■ MATERIAL FOR THIS EXERCISE
########################################
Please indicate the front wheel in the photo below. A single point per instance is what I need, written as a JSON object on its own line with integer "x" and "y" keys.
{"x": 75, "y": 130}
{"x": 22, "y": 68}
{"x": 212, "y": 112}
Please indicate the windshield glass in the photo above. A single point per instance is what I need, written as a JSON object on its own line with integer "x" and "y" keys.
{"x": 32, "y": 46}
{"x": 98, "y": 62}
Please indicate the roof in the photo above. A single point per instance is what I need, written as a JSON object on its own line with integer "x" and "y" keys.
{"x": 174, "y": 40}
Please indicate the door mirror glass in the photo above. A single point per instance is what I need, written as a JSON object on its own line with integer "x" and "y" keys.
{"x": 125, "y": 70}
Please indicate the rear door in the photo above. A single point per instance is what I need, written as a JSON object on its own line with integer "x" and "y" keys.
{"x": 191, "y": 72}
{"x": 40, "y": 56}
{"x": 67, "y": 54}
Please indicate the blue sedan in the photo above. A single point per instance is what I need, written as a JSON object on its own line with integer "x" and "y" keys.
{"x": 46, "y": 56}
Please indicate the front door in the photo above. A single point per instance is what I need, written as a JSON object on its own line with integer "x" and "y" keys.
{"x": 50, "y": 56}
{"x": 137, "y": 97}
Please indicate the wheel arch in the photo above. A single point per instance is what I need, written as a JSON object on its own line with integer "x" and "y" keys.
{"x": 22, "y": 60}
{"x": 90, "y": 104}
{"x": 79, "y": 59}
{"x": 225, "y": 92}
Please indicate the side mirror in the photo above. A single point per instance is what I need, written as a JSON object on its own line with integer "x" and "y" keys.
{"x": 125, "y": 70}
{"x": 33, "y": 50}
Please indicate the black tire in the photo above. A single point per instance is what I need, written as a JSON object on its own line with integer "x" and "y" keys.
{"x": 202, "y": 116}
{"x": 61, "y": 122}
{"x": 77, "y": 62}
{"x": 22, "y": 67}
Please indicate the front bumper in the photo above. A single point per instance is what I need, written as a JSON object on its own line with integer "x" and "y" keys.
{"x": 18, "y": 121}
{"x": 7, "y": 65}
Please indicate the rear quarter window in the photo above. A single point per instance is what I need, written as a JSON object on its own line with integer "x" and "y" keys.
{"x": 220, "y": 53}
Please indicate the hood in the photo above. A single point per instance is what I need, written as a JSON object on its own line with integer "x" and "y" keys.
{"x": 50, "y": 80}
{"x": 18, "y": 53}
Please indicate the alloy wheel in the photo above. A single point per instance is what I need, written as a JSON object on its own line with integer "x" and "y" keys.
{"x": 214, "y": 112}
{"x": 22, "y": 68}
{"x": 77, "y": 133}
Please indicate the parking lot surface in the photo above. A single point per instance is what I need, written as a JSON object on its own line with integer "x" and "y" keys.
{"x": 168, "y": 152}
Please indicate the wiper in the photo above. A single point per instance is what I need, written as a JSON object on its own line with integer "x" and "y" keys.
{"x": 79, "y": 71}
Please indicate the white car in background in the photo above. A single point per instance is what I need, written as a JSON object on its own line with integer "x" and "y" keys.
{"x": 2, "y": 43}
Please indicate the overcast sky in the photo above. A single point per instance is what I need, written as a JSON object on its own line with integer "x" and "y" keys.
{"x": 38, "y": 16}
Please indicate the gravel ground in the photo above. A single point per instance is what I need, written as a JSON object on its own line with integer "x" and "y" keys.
########################################
■ INSTRUCTIONS TO FOLLOW
Write the entries out again in full, exactly as they appear above.

■ SOLUTION FOR THIS EXERCISE
Please indicate the front wheel in the photo below. A single point per instance is what I need, written as a JSON object on its own line with integer "x" and "y" keys.
{"x": 75, "y": 130}
{"x": 22, "y": 68}
{"x": 212, "y": 112}
Please indicate the windshield glass in the photo above. A single point per instance is what I need, written as a JSON object on its own line with integer "x" and "y" keys.
{"x": 32, "y": 46}
{"x": 98, "y": 62}
Please indicate the roof in the photo above. A single point per instance is what I need, written as a JSON object on its own line with integer "x" and "y" keys.
{"x": 174, "y": 40}
Please indicate the door mirror glass in the photo above. A single point per instance is what I need, written as a JSON object on its own line with integer "x" and "y" keys.
{"x": 125, "y": 70}
Please indicate the rear door in the photo above. A single point per instance is what I need, written as a JSON object on its own line with integer "x" and "y" keys.
{"x": 191, "y": 72}
{"x": 40, "y": 56}
{"x": 67, "y": 54}
Please indicate the blue sedan in the photo above. A single point per instance is what I need, written as a JSON object on its own line with integer "x" and "y" keys.
{"x": 46, "y": 56}
Please indicate the front door in the photo above. A single point per instance is what I need, written as a JSON object on its own line with integer "x" and "y" keys.
{"x": 50, "y": 56}
{"x": 137, "y": 97}
Please indicate the wheel arch in the photo above. A single point per instance is what I need, written as a JSON object on its own line with integer "x" and "y" keys.
{"x": 22, "y": 60}
{"x": 90, "y": 104}
{"x": 79, "y": 59}
{"x": 225, "y": 92}
Please indicate the side mirror in the photo above. A single point per instance is what I need, written as a JSON object on its own line with integer "x" and "y" keys.
{"x": 125, "y": 70}
{"x": 33, "y": 50}
Please indicate the black tire in the photo above. A single point per instance is what I need, written as a JSON object on its own line with integer "x" and "y" keys.
{"x": 202, "y": 116}
{"x": 61, "y": 122}
{"x": 77, "y": 62}
{"x": 22, "y": 67}
Please indicate the front bumper in the photo above. A single point per instance is what I need, written as a JSON object on its own line with integer "x" and "y" keys.
{"x": 18, "y": 121}
{"x": 7, "y": 65}
Please indicate the rear quarter window in the photo above. A single point per instance is what I need, written as a JSON object on its own line with integer "x" and "y" keys.
{"x": 220, "y": 53}
Please indicate the hood in the photo above. A single point per instance is what I need, written as a JSON object on its own line with integer "x" and "y" keys.
{"x": 50, "y": 80}
{"x": 18, "y": 53}
Please indicate the alloy wheel in the photo above. A single point per instance is what I need, written as a JSON object on its own line with integer "x" and "y" keys.
{"x": 214, "y": 112}
{"x": 22, "y": 68}
{"x": 77, "y": 133}
Please indicate the parking lot surface in the photo above. A single point per instance is what I need, written as a JSON object on its own line with integer "x" and "y" keys.
{"x": 168, "y": 152}
Please indicate the wiper in the photo above. A single point per instance is what I need, written as a JSON object on its own line with integer "x" and "y" keys.
{"x": 79, "y": 71}
Please indicate the white car in background in the photo above. A single point per instance is what I need, written as a JSON object on its own line with integer "x" and "y" keys.
{"x": 2, "y": 43}
Please indicate the overcast sky in the photo above. A single point per instance is what I need, written as a JSON object on its own line with integer "x" and "y" keys.
{"x": 38, "y": 16}
Please indicate the gravel ground in the photo above. A single point per instance is what I need, written as a JSON object on its own line with integer "x" and "y" keys.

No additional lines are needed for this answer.